*Given information*:

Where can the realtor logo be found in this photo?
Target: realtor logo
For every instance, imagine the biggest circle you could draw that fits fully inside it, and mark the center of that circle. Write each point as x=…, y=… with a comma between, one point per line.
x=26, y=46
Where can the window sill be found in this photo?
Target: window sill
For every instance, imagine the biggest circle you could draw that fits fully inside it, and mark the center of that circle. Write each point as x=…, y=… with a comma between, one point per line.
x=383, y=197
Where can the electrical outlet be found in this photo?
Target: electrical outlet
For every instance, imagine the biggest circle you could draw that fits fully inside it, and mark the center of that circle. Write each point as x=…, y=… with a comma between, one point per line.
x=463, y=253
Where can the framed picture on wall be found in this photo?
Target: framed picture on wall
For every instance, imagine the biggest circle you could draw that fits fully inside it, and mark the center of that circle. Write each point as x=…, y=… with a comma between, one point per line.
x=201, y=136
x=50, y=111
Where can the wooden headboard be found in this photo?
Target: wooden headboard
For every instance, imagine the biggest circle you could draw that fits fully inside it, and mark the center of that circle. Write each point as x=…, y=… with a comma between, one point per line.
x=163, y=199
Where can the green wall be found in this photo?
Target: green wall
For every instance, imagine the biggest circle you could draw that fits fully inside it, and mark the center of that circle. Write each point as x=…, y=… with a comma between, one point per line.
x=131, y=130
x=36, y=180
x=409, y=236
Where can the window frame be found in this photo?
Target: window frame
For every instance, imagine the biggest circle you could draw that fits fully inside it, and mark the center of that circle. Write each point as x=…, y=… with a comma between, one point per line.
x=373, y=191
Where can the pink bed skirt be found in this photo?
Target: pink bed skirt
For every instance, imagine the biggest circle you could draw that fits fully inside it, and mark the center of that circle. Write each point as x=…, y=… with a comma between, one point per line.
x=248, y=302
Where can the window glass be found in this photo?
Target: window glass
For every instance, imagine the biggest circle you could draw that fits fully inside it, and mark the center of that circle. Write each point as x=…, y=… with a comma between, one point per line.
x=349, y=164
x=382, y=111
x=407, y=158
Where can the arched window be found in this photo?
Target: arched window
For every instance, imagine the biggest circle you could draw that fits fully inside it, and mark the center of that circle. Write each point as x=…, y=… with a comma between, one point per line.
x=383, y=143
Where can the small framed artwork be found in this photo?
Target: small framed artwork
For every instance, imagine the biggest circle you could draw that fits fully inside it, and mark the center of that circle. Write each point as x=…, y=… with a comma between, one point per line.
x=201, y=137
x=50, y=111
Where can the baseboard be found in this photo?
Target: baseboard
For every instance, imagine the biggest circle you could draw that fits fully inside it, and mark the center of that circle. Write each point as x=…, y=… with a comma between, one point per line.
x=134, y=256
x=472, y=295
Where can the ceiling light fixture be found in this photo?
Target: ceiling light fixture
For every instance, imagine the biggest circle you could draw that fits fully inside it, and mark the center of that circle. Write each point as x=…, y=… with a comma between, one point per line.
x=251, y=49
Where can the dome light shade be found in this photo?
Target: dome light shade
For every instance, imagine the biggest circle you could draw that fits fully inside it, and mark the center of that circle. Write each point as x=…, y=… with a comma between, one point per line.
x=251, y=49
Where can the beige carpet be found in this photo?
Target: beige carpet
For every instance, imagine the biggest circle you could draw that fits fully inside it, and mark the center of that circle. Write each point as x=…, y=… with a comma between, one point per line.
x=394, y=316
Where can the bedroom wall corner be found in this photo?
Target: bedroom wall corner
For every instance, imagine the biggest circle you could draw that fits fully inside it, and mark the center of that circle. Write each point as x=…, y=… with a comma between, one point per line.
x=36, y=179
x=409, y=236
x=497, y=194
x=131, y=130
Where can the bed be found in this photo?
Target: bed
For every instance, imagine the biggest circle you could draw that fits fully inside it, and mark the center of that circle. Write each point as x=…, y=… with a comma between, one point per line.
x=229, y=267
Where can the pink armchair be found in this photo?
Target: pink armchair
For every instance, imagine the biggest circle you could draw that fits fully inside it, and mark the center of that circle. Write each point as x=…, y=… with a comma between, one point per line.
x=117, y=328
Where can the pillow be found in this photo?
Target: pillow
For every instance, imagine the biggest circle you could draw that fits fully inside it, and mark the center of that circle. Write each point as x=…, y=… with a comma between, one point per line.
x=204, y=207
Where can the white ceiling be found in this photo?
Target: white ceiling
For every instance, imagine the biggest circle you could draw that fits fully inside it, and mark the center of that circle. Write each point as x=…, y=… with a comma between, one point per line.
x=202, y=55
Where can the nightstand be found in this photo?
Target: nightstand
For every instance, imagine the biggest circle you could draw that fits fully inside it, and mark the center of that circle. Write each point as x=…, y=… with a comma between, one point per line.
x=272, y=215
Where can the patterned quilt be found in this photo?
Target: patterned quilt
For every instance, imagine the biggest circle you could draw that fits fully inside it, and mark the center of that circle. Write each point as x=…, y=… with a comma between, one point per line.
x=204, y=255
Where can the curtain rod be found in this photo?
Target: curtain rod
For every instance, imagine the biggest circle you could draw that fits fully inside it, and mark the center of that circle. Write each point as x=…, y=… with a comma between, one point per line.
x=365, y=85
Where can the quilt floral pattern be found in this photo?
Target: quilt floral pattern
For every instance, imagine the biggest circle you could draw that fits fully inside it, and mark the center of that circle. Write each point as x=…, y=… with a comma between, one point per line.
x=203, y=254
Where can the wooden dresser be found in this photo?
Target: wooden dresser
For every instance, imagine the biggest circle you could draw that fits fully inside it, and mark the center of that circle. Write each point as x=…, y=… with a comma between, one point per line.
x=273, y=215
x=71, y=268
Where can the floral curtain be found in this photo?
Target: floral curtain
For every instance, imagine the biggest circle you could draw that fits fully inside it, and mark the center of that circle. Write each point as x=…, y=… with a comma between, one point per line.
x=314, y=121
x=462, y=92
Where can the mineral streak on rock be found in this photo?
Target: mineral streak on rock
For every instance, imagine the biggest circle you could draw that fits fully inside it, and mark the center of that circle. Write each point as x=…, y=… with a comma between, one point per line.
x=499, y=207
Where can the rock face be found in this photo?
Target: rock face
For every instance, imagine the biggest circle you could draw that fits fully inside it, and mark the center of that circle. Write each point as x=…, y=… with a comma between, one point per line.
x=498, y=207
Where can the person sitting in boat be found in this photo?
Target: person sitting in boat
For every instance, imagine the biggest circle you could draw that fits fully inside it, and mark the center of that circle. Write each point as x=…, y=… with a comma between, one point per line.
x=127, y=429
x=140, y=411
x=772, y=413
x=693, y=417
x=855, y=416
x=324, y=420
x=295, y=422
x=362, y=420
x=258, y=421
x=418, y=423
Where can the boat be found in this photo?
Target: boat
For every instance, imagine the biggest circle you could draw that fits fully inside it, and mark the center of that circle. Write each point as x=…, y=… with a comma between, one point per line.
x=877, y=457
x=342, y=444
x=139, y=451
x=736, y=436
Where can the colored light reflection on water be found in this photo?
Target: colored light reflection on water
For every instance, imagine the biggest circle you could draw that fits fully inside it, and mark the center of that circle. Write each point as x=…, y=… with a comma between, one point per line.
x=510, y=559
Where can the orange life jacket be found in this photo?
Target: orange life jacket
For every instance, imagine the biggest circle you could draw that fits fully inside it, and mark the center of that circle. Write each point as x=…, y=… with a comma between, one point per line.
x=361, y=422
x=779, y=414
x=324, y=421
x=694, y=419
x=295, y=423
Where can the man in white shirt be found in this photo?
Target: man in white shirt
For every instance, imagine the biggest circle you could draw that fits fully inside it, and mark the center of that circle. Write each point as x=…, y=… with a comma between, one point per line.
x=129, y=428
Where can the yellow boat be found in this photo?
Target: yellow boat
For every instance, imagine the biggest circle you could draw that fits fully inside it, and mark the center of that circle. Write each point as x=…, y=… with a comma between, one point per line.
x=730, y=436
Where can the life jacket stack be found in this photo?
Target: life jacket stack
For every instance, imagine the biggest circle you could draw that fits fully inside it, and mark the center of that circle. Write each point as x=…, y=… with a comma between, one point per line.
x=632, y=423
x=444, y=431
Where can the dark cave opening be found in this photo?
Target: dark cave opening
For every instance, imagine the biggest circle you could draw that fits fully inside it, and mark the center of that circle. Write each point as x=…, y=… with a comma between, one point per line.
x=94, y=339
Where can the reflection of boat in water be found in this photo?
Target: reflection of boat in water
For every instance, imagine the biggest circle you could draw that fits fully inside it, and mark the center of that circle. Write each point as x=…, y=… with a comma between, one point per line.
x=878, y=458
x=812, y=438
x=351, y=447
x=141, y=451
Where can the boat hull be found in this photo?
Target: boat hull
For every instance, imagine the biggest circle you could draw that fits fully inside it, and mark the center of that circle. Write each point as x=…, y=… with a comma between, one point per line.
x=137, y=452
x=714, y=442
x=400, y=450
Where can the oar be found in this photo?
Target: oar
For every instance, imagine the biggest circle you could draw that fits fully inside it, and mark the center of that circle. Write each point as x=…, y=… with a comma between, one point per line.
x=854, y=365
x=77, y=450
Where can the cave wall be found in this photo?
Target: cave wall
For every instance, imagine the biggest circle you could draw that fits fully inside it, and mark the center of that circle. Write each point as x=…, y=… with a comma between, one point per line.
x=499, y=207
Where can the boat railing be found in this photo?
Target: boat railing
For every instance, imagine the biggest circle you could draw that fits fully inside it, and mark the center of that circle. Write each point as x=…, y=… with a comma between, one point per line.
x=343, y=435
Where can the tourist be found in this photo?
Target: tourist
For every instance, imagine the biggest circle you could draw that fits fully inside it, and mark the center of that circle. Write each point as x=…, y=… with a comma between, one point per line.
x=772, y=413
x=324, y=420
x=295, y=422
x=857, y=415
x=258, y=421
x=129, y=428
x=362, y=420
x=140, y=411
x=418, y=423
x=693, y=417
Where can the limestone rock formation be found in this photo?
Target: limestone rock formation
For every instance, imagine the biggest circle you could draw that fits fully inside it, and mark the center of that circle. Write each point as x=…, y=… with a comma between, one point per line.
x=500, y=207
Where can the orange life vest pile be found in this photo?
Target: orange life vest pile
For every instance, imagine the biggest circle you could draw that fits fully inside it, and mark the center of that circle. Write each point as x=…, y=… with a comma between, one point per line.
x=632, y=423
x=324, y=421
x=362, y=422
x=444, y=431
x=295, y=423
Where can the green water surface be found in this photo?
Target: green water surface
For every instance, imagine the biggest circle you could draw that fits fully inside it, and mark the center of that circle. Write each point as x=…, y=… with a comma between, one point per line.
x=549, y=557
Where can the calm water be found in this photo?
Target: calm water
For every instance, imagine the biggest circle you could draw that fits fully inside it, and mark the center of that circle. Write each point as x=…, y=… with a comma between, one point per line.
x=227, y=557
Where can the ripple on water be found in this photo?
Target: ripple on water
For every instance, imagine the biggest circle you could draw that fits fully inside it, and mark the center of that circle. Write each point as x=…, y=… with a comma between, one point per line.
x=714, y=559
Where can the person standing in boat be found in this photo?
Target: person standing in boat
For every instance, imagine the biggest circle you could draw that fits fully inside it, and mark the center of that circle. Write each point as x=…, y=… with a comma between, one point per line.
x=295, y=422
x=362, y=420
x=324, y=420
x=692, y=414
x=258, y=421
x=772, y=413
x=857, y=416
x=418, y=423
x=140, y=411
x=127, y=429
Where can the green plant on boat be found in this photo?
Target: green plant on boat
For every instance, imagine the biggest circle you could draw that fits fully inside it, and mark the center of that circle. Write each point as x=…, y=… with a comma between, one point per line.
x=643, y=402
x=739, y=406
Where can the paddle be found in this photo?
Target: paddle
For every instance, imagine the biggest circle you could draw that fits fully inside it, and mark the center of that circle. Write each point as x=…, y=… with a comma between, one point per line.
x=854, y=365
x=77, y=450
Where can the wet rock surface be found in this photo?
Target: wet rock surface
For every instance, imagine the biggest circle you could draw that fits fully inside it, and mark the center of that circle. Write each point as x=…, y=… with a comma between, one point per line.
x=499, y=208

*What to work on*:
Using only the listing above, restate exactly the lines from the line containing "Where can the person standing" through the line containing "Target: person standing in boat", both included.

*Written solution*:
Where can the person standing in boat be found in this photo?
Target: person standing in boat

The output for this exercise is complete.